→ **To do**
In the records below, count every line that includes the word "path". Provide the total alone.

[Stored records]
<<<<

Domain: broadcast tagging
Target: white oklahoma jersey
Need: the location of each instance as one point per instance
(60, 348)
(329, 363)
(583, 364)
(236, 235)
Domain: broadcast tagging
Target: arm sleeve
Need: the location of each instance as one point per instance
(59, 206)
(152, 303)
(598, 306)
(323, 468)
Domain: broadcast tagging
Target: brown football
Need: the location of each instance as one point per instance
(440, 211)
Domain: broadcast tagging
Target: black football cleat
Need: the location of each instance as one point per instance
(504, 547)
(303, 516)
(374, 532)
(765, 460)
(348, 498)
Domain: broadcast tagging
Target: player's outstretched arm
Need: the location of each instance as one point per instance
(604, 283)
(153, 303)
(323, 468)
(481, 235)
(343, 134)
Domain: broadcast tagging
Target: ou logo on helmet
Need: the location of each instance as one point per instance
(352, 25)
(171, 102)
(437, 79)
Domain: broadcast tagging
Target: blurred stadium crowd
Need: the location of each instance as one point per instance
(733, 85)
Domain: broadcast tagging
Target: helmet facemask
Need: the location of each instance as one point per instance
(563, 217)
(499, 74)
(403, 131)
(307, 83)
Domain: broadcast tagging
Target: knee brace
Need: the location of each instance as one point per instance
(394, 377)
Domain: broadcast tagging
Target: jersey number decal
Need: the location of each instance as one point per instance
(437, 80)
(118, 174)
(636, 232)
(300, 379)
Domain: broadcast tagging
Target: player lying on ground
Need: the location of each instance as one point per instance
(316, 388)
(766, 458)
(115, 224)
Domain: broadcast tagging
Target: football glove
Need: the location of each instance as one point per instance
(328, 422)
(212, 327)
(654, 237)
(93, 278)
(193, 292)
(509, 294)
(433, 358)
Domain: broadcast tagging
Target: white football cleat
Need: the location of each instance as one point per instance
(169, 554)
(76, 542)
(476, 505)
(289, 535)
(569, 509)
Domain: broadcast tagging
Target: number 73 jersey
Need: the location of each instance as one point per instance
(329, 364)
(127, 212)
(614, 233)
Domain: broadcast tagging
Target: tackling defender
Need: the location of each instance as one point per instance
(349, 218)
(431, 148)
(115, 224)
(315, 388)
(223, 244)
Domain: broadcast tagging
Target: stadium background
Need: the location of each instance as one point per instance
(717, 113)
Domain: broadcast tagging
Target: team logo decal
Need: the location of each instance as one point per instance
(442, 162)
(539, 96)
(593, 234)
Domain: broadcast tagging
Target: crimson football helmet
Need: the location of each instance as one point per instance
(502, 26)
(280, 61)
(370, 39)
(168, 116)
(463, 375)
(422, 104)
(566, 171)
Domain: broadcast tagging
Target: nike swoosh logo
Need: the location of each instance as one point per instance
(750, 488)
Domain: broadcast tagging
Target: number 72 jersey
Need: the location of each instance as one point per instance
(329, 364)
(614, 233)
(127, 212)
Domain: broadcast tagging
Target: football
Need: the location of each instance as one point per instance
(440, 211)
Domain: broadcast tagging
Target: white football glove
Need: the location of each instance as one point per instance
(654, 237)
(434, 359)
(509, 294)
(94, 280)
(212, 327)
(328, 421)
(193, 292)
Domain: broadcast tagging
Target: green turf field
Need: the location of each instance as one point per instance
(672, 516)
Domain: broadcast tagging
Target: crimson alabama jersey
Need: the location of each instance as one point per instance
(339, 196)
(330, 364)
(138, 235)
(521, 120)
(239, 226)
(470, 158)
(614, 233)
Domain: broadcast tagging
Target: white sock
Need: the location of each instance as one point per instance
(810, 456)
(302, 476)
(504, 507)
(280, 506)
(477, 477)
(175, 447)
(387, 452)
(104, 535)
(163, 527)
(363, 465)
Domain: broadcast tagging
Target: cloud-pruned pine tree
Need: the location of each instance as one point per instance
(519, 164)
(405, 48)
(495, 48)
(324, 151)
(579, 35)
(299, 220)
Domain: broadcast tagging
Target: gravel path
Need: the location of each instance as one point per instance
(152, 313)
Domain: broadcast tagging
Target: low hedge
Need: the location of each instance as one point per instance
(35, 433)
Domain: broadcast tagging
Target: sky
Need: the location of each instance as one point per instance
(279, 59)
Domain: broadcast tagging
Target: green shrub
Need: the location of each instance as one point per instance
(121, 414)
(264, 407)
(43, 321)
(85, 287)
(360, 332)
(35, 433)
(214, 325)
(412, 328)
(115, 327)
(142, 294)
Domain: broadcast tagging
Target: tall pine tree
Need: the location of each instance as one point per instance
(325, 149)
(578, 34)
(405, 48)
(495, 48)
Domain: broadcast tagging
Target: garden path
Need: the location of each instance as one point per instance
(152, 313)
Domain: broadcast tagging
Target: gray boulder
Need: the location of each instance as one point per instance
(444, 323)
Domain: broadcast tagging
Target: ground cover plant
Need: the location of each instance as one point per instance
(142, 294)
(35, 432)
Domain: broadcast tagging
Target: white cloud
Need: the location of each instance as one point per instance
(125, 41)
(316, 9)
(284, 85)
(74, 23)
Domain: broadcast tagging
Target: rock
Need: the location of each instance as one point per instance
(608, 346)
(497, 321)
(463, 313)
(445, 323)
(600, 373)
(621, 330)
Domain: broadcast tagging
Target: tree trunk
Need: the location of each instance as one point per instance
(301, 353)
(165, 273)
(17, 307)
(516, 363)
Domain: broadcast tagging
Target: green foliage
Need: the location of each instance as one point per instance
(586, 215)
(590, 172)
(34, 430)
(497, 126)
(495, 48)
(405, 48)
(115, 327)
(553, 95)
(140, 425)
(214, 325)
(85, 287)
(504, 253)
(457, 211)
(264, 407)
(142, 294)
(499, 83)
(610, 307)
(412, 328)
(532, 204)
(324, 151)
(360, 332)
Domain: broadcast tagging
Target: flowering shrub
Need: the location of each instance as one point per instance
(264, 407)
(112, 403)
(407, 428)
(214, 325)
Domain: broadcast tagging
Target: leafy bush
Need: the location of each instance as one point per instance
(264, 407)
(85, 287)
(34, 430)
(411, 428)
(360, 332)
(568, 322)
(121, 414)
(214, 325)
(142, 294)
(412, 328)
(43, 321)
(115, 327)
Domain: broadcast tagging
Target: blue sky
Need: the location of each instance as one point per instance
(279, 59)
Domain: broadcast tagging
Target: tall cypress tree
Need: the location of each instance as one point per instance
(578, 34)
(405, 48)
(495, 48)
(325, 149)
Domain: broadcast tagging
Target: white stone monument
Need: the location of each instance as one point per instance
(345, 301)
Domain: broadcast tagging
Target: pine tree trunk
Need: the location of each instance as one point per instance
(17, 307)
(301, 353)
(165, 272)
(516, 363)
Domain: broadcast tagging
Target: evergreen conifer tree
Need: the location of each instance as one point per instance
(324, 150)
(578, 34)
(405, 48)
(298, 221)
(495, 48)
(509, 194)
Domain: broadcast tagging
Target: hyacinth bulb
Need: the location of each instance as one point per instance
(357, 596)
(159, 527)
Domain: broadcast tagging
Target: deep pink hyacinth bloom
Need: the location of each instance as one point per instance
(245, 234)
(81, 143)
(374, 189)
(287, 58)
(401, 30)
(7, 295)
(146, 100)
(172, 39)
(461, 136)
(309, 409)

>>>>

→ **Answer section**
2